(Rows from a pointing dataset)
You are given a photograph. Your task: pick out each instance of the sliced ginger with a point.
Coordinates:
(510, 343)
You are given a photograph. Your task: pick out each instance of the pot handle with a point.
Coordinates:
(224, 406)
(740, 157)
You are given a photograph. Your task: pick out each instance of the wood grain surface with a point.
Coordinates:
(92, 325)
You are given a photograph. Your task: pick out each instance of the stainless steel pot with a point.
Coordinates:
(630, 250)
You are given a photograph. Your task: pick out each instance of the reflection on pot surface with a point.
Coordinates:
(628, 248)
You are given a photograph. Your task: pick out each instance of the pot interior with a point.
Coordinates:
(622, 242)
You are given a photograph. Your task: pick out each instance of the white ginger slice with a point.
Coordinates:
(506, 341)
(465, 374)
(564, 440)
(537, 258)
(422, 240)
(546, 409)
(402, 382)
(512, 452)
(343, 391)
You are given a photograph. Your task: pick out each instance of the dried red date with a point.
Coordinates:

● What is being asked
Copy every row above word for word, without changing anything.

● Answer
You are given a photograph. Your task: pick out each instance of the sliced ginger with a point.
Coordinates:
(510, 343)
You are given a photograph. Your task: pick out each instance of the pot handle with a point.
Coordinates:
(224, 406)
(740, 157)
You are given a photograph. Your task: pick out each instance of the wood grain surface with a point.
Coordinates:
(92, 325)
You are given a photograph. Your task: pick out each instance of the stainless steel pot with a point.
Coordinates:
(630, 250)
You are given a photograph. Your task: pick out each instance of the reflection on pot surface with a point.
Coordinates:
(628, 248)
You are given a photograph. Your task: pick out each instance of the pot interior with a point.
Coordinates:
(622, 242)
You are given a photograph. Your task: pick out each instance of the white ginger slice with a point.
Coordinates:
(506, 341)
(465, 374)
(564, 440)
(537, 258)
(422, 240)
(546, 409)
(402, 382)
(512, 452)
(343, 391)
You are given a photograph. Your task: pick out each instance of the dried red date with a point.
Coordinates:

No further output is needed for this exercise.